§ What you have to do: In this exercise, return each entry exactly as given.

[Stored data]

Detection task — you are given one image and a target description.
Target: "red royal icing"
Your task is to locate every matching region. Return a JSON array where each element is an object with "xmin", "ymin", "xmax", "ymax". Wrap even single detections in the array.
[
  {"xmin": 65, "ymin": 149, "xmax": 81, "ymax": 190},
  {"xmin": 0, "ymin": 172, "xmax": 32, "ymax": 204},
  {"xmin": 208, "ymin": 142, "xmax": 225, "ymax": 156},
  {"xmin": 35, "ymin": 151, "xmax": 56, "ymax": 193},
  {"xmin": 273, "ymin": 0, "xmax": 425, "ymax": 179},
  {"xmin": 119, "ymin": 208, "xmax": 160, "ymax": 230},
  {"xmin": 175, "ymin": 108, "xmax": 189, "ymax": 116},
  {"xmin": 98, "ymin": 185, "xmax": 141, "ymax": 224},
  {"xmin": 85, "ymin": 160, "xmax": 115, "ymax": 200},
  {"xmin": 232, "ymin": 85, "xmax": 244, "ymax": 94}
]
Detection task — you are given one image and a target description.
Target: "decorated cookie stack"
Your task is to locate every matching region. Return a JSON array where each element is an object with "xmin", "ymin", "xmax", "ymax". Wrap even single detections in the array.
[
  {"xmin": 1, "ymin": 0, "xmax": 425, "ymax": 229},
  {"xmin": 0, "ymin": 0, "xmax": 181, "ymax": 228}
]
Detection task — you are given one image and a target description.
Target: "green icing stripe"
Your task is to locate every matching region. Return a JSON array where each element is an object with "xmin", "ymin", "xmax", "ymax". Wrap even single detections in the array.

§ Your solution:
Detection task — you are given one image and a target description.
Target: "red royal icing"
Your task is to locate every matching region. Return a JSON array where each element is an object with "xmin", "ymin", "xmax", "ymax". Wrap even single detections in the array.
[
  {"xmin": 65, "ymin": 149, "xmax": 81, "ymax": 190},
  {"xmin": 0, "ymin": 172, "xmax": 32, "ymax": 204},
  {"xmin": 208, "ymin": 142, "xmax": 225, "ymax": 156},
  {"xmin": 35, "ymin": 151, "xmax": 56, "ymax": 193},
  {"xmin": 273, "ymin": 0, "xmax": 425, "ymax": 179},
  {"xmin": 119, "ymin": 208, "xmax": 160, "ymax": 230},
  {"xmin": 175, "ymin": 108, "xmax": 189, "ymax": 116},
  {"xmin": 98, "ymin": 185, "xmax": 141, "ymax": 224},
  {"xmin": 85, "ymin": 160, "xmax": 115, "ymax": 200},
  {"xmin": 232, "ymin": 85, "xmax": 244, "ymax": 94}
]
Detection task — you are given one image and a target description.
Target: "decorated cookie stack"
Your task is to locate every matching region. Return a JSON array where each element is an object with "xmin", "ymin", "xmax", "ymax". Wrap even single detections in the array.
[
  {"xmin": 1, "ymin": 0, "xmax": 425, "ymax": 229},
  {"xmin": 0, "ymin": 0, "xmax": 181, "ymax": 228}
]
Detection task — you are given one image and a target description.
Target: "green icing stripe"
Your task is to locate every matching region. Return a JSON array where each element is an object with "xmin", "ymin", "xmax", "ymax". Wrap even single detections in the array.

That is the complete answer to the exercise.